** Opening Available data block **

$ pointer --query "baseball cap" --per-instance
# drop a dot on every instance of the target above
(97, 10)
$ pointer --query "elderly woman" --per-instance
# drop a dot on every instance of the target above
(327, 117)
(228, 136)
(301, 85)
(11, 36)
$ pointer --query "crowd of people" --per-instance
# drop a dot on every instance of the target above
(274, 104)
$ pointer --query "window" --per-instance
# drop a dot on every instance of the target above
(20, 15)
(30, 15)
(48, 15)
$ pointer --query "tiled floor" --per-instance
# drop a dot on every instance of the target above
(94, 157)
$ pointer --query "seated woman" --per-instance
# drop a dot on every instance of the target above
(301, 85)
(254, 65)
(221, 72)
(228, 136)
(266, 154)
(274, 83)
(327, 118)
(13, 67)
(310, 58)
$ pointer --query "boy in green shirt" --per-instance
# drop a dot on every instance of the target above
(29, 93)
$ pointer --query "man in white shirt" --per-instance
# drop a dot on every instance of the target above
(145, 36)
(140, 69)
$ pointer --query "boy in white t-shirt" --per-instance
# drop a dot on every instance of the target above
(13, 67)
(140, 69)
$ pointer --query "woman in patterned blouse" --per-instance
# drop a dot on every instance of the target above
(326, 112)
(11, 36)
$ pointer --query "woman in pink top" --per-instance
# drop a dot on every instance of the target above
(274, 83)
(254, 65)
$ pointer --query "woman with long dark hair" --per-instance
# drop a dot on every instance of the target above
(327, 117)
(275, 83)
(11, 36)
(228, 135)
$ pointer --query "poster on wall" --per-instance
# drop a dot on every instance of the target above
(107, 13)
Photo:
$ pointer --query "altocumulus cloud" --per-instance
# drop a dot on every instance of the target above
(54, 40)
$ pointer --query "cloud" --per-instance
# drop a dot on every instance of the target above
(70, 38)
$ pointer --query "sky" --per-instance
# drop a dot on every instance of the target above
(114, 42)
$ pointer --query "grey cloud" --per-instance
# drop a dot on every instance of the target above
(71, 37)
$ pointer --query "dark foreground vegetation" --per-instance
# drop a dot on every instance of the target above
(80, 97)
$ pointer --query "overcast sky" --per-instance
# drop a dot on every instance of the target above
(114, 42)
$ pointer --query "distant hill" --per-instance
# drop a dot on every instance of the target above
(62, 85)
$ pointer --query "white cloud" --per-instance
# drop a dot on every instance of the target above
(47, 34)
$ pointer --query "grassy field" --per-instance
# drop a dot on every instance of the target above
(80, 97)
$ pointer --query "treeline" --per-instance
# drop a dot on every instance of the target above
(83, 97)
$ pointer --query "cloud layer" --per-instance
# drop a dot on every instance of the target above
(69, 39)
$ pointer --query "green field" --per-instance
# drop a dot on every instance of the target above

** Closing Available data block **
** Opening Available data block **

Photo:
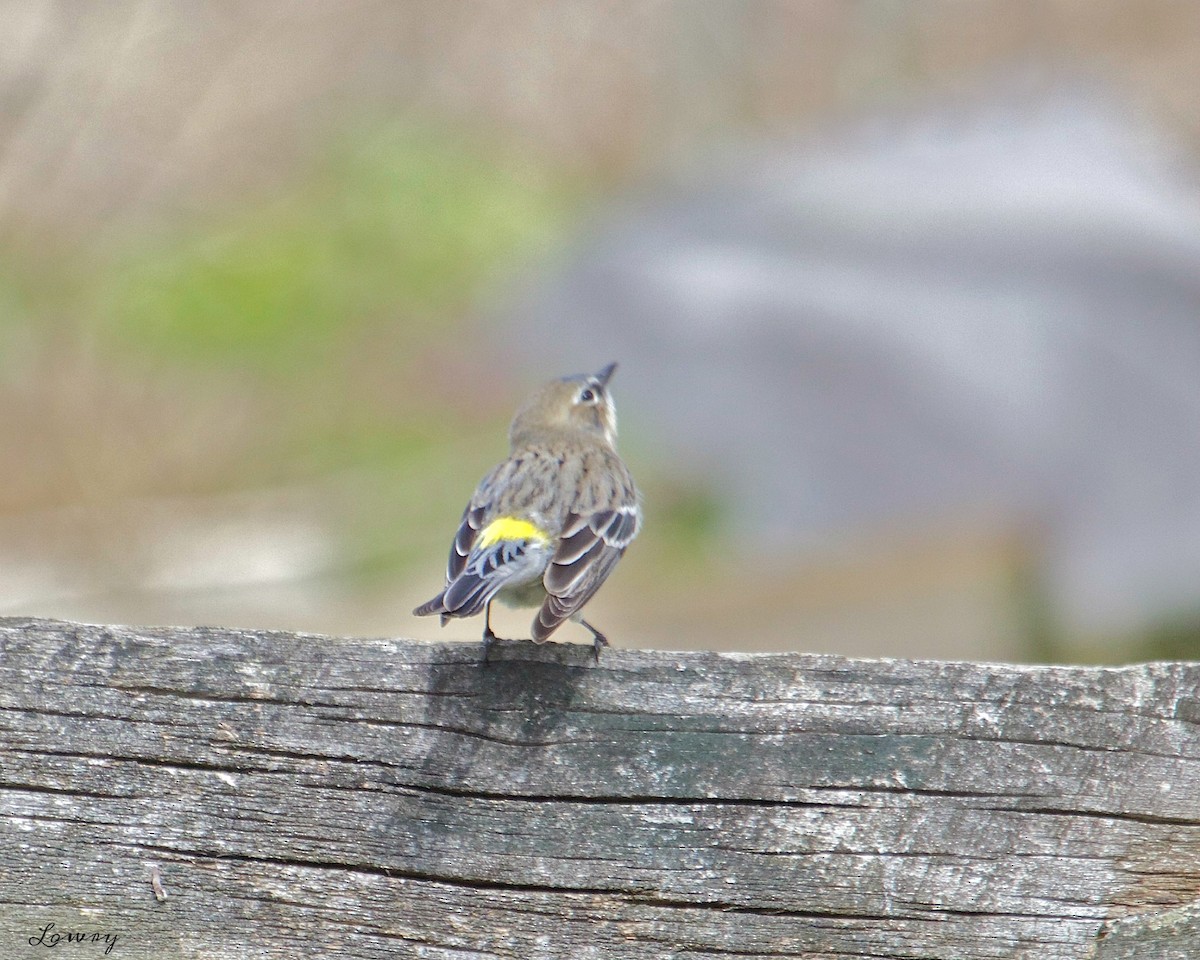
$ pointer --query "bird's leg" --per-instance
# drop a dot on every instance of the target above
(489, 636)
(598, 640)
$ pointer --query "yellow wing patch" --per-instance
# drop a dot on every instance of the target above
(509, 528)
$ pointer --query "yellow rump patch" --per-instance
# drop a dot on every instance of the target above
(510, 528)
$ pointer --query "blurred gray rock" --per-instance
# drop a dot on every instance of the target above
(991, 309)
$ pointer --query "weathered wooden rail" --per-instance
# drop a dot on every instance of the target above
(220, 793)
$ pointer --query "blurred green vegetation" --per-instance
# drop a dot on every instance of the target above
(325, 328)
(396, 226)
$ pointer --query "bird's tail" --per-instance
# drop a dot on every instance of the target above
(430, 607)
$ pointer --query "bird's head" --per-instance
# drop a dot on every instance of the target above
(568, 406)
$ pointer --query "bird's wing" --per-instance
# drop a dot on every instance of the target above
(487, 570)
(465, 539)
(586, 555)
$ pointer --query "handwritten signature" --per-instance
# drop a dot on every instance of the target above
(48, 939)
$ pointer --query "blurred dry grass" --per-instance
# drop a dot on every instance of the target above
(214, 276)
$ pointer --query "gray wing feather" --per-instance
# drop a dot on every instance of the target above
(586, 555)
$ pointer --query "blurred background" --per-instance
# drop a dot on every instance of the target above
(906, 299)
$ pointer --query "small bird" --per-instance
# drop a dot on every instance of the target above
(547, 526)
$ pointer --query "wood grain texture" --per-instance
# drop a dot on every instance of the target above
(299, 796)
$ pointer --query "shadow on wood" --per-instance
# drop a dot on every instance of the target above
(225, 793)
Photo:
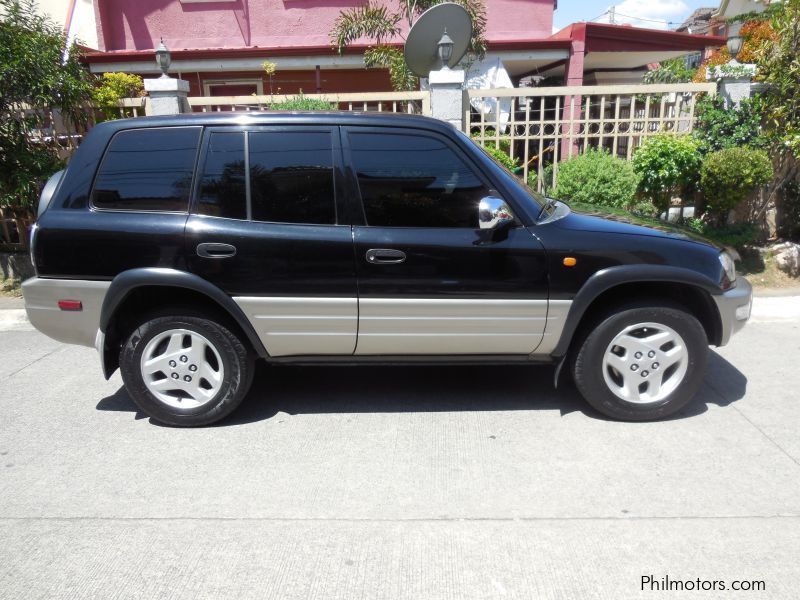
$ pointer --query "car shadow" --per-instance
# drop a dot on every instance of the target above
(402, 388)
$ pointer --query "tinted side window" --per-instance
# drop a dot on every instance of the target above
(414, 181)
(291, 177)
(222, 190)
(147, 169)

** Closing Available data block **
** Opening Available data block **

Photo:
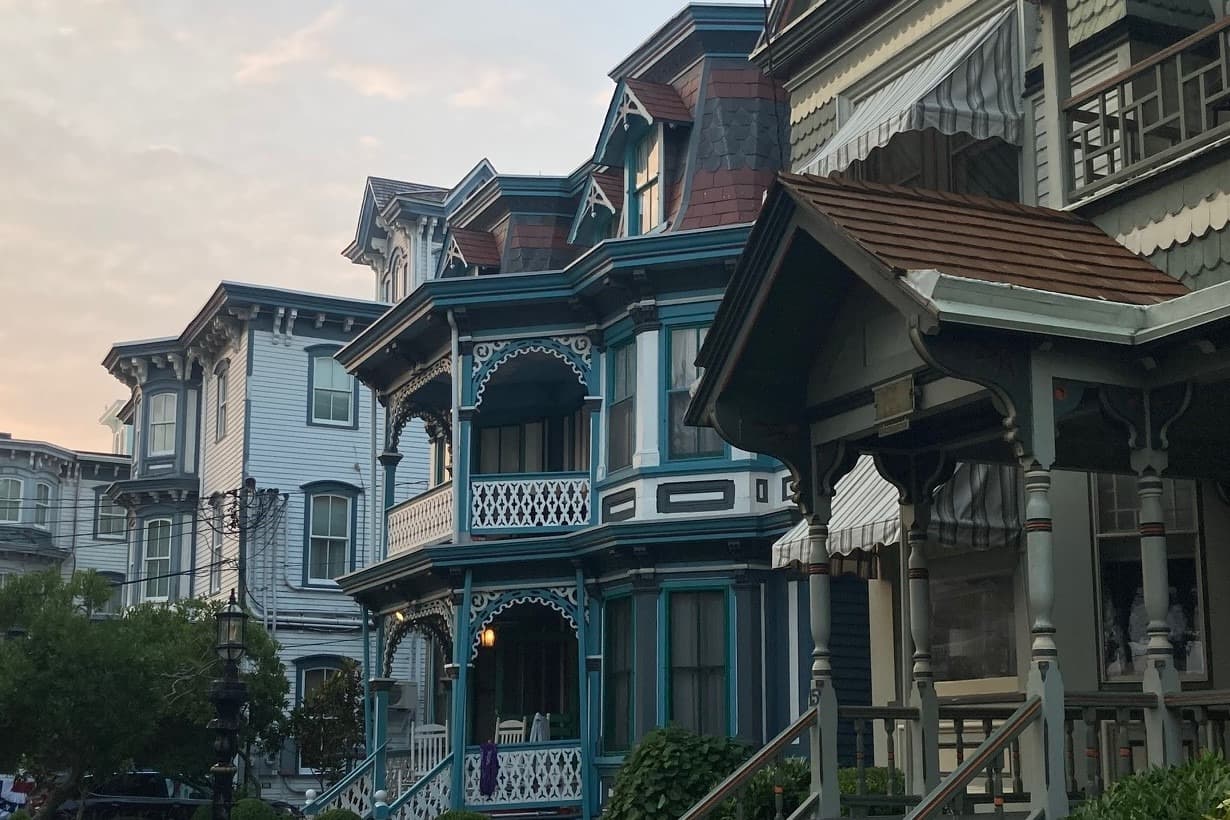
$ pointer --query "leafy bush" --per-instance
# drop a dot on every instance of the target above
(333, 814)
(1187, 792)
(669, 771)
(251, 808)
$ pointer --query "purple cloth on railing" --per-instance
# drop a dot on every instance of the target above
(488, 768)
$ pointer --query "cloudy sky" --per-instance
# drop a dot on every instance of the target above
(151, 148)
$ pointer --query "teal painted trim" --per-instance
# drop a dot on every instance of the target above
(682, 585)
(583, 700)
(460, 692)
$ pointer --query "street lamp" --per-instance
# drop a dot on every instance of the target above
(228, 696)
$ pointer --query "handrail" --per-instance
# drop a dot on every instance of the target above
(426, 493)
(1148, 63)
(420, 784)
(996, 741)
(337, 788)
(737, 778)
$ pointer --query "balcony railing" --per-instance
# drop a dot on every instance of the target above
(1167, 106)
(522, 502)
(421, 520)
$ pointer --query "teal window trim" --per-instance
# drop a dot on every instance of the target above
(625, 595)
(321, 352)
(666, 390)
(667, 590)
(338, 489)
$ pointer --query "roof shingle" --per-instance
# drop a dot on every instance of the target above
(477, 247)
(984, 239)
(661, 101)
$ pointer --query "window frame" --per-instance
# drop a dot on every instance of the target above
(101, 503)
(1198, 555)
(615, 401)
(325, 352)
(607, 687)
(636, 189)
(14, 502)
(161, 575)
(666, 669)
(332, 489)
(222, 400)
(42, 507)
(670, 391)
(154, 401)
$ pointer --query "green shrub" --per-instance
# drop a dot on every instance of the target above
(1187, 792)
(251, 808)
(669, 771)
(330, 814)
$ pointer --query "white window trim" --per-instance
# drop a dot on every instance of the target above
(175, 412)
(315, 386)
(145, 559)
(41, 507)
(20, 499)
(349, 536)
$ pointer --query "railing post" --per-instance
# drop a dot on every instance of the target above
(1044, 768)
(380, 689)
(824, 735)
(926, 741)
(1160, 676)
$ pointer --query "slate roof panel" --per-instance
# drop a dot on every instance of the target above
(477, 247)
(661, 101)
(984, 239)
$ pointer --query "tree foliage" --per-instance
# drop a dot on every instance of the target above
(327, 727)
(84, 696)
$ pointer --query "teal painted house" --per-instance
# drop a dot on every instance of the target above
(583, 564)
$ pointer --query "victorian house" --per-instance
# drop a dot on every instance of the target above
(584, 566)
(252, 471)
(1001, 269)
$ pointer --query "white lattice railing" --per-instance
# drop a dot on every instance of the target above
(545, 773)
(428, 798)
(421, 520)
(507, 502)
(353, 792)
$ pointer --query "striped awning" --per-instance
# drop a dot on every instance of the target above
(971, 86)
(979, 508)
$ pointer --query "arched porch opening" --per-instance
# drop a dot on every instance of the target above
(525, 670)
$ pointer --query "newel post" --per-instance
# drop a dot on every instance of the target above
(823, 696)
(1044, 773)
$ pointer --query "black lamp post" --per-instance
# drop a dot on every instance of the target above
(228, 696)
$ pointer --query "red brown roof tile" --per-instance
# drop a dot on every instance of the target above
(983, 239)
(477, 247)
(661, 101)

** Closing Available data block **

• [About this exercise]: What lines in the records above include the string "dark"? Copy each one.

• [Written answer]:
$ pointer --query "woman with long dark hair" --per-instance
$ pointer --query "dark foreground vegetation" --per-instance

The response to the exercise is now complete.